What you are asked to do:
Your task is to repeat the listing exactly.

______

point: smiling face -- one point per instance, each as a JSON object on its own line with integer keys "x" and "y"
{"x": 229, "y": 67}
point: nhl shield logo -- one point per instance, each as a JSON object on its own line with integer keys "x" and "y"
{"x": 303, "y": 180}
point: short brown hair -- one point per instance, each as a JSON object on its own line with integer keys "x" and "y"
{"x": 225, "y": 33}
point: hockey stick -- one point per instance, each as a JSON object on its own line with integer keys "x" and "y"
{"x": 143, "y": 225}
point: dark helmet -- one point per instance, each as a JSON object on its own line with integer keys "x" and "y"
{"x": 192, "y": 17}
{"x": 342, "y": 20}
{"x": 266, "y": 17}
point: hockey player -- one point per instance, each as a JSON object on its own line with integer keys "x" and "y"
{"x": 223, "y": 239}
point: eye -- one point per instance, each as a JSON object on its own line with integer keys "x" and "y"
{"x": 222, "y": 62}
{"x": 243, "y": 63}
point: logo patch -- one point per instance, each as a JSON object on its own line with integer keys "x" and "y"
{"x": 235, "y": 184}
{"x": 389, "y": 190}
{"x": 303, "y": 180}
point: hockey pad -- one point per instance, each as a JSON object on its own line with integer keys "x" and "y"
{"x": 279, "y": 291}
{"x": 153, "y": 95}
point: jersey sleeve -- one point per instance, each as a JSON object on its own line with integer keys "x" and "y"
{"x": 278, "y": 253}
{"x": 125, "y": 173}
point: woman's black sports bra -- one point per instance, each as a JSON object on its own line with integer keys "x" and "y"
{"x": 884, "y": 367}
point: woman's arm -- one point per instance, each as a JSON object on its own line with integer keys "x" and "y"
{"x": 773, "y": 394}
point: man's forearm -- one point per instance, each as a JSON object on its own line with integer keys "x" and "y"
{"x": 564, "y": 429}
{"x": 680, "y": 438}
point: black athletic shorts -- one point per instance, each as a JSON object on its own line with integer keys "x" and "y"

______

Output of the exercise:
point: smiling face -- one point per instance, each as a JSON object on its own line with integer keys "x" and "y"
{"x": 229, "y": 67}
point: nhl shield logo -- one point per instance, each as a JSON object on its own line with integer keys "x" and "y"
{"x": 303, "y": 180}
point: short brown hair -- one point per instance, each as a JSON object on its own line with integer keys "x" and "y"
{"x": 225, "y": 33}
point: hockey stick -- one point per instance, each as a JSON object on its own line with integer keys "x" and "y"
{"x": 143, "y": 225}
point: dark helmet -- one point per instance, each as a JSON object on its own line with integer keys "x" and "y"
{"x": 192, "y": 17}
{"x": 342, "y": 20}
{"x": 266, "y": 17}
point: hockey player -- one point per instance, each as a JSON object on its own line with integer keys "x" and "y"
{"x": 223, "y": 239}
point: eye -- one point per instance, each as a JSON object on its own line with integer keys "x" and "y"
{"x": 222, "y": 62}
{"x": 243, "y": 63}
point: logo patch -- one point per instance, each as a JSON object on its own line with integer keys "x" and "y"
{"x": 235, "y": 184}
{"x": 389, "y": 190}
{"x": 303, "y": 180}
point: hockey pad -- one point per instance, each as a JSON object on its own line with integer keys "x" and "y"
{"x": 279, "y": 291}
{"x": 153, "y": 95}
point: jersey sleeve -- one point per instance, each as a JSON object on its own line with integer keys "x" and "y"
{"x": 278, "y": 253}
{"x": 125, "y": 173}
point: woman's black sports bra -- one point per instance, each as a JSON object on its own line with integer keys "x" and "y"
{"x": 884, "y": 367}
point: woman's arm -- one point per instance, each as a JSON object on its own line with integer keys "x" and "y"
{"x": 773, "y": 394}
point: man's forearm -- one point per instance, each as a JSON object on its own line with integer keys "x" and "y"
{"x": 564, "y": 429}
{"x": 680, "y": 438}
point: black athletic shorts -- one point per instance, each as a JSON object on its own line with integer keys "x" and "y"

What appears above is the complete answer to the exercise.